◆ **Your instructions**
Convert every line of the material below into a Markdown table with the columns Row and Line, numbering the rows in order and omitting any blank lines.

Excerpts from a location annotation dataset:

((

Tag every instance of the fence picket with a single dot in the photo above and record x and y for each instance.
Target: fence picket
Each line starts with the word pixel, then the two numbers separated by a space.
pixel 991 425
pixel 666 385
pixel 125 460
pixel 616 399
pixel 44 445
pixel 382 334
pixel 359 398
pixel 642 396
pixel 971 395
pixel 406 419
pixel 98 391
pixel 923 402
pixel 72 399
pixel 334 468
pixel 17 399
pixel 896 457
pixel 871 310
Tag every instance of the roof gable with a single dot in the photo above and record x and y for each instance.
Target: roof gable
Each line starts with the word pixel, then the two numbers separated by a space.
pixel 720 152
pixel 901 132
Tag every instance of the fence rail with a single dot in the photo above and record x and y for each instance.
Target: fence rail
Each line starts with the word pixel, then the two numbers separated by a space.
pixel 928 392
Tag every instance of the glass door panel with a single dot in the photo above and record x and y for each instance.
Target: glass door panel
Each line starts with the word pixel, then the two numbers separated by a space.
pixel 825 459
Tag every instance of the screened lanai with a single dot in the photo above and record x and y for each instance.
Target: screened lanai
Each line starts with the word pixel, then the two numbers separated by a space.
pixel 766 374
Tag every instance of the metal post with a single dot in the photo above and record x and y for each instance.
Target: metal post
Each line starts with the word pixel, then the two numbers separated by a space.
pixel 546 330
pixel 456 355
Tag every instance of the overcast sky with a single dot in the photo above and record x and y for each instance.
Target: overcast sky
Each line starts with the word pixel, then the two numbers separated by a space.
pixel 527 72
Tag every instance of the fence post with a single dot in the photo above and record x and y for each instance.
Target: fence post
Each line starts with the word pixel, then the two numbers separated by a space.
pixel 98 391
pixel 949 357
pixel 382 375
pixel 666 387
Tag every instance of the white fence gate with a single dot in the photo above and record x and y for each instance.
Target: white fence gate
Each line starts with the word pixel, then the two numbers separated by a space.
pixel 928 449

))

◆ **Answer for the task**
| Row | Line |
|---|---|
| 1 | Tag every instance of the fence picket with a single dot in the photo above and record x and y for each instance. |
| 2 | Target: fence picket |
| 3 | Each line starts with the word pixel, then the two numbers separated by a space. |
| 4 | pixel 991 425 |
| 5 | pixel 666 385 |
| 6 | pixel 125 460 |
| 7 | pixel 616 399 |
| 8 | pixel 44 445 |
| 9 | pixel 382 334 |
| 10 | pixel 359 398 |
| 11 | pixel 642 396 |
| 12 | pixel 971 395 |
| 13 | pixel 406 419 |
| 14 | pixel 98 391 |
| 15 | pixel 923 402 |
| 16 | pixel 72 399 |
| 17 | pixel 334 468 |
| 18 | pixel 17 399 |
| 19 | pixel 896 457 |
| 20 | pixel 871 310 |
| 21 | Tag every instance of the roof gable with a single dot in the photo above and record x and y for each instance. |
| 22 | Target: roof gable |
| 23 | Each line starts with the word pixel, then the two numbers separated by a space. |
| 24 | pixel 720 152 |
| 25 | pixel 901 132 |
| 26 | Tag every instance of the fence rail with a single dot in the photo above and record x and y for each instance. |
| 27 | Target: fence rail |
| 28 | Each line starts with the word pixel, then the two numbers separated by a space. |
| 29 | pixel 928 392 |
| 30 | Tag every instance of the glass door panel with a single dot in the photo above and record x and y for each instance. |
| 31 | Target: glass door panel |
| 32 | Each line starts with the word pixel, then the two numbers separated by a space. |
| 33 | pixel 825 459 |
| 34 | Tag every instance of the screened lanai with a single dot in the photo above and record x and y for each instance. |
| 35 | Target: screened lanai |
| 36 | Each line starts with the word pixel, then the two numbers separated by a space. |
| 37 | pixel 766 374 |
| 38 | Tag every instance of the metal post with a single dot in the photo above and record x and y for each instance. |
| 39 | Target: metal post |
| 40 | Each line starts with the word pixel, then the two numbers separated by a space. |
| 41 | pixel 546 330 |
| 42 | pixel 456 355 |
| 43 | Tag every instance of the overcast sky with a single dot in the photo above and record x and y for each instance. |
| 44 | Target: overcast sky |
| 45 | Each line starts with the word pixel, then the two numbers separated by a space. |
| 46 | pixel 527 72 |
| 47 | Tag every instance of the fence post with a single dot in the photo above and record x and y for each instance. |
| 48 | Target: fence post |
| 49 | Each line starts with the word pixel, then the two numbers separated by a space. |
| 50 | pixel 98 391 |
| 51 | pixel 949 357 |
| 52 | pixel 382 375 |
| 53 | pixel 666 387 |
| 54 | Tag every instance of the white fence gate with a single dot in the photo above and record x and y for each instance. |
| 55 | Target: white fence gate |
| 56 | Each line starts with the word pixel, then the two numbers separated by a space. |
| 57 | pixel 928 449 |